### [What you should do]
Use the entries below and reproduce exactly the lines from the one containing "Target: crown molding" down to the one containing "Point out the sideboard top", both of them included.

(Stored data entries)

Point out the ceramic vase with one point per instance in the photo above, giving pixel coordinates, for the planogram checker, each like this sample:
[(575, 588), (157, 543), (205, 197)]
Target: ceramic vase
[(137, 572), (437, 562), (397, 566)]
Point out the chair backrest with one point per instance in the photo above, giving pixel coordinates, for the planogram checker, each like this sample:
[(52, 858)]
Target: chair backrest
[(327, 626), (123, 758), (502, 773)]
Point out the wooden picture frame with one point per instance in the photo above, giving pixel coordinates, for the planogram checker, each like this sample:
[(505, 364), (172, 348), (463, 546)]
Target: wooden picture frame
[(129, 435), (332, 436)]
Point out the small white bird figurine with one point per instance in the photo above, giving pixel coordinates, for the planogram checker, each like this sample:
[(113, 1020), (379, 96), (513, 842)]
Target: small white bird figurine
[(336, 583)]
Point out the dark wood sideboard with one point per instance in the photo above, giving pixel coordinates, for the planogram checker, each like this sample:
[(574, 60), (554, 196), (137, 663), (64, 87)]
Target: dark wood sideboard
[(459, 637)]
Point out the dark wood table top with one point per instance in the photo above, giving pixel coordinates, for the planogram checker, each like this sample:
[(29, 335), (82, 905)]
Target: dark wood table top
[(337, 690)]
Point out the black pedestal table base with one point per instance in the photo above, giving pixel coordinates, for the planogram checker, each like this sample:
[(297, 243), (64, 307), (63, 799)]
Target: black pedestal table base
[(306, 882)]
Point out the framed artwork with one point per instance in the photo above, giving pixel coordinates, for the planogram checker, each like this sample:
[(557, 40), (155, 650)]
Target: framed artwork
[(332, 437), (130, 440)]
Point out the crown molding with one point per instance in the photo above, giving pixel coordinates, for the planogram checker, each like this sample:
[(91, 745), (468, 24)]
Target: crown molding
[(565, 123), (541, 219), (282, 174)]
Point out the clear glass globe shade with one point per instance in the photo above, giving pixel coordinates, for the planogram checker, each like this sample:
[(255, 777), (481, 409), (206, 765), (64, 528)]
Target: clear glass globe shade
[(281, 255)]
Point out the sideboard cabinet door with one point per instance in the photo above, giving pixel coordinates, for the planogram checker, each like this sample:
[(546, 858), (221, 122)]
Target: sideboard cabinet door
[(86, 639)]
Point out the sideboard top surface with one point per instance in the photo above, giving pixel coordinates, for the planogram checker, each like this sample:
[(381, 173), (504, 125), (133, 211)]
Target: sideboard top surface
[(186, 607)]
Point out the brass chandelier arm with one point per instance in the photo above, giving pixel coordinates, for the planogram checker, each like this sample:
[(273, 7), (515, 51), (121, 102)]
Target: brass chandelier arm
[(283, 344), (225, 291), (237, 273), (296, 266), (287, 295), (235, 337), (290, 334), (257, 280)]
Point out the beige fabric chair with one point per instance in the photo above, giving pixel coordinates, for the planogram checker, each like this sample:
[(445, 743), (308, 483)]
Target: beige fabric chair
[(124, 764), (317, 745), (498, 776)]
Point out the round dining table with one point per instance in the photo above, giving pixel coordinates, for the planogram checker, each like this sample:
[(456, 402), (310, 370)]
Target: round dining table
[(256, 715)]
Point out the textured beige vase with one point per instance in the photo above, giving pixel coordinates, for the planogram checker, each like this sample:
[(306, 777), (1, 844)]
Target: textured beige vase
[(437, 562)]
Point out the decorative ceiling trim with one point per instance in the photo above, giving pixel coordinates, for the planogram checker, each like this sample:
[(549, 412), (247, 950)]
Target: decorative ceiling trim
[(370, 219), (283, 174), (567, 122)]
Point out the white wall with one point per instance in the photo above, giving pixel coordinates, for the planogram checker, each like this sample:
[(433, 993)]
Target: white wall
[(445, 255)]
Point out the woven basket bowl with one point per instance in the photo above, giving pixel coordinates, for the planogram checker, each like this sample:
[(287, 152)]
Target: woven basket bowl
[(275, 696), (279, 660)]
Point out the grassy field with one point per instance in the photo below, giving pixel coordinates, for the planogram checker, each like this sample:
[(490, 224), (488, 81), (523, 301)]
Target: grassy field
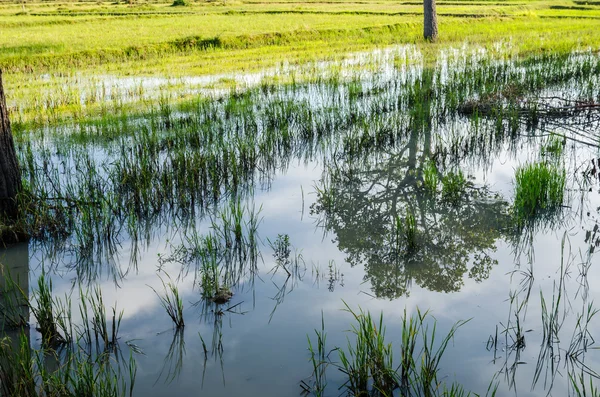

### [Response to the exercise]
Target: crown molding
[(565, 123), (541, 219), (282, 174)]
Point out the clear glass globe shade with one point per instance in the photo above, giving pixel coordinates, for the planogram checker, each like this sample:
[(255, 777), (481, 409), (206, 765), (64, 528)]
Target: clear glass globe shade
[(281, 255)]
Point out the sideboard cabinet door with one point per instance in the photo above, giving pixel coordinates, for the planogram checker, each like this sample:
[(546, 858), (221, 122)]
Target: sideboard cabinet door
[(86, 639)]
Point out the sideboard top surface with one point per instance in the photo above, giving pixel coordinates, for the planogram checker, each like this sample:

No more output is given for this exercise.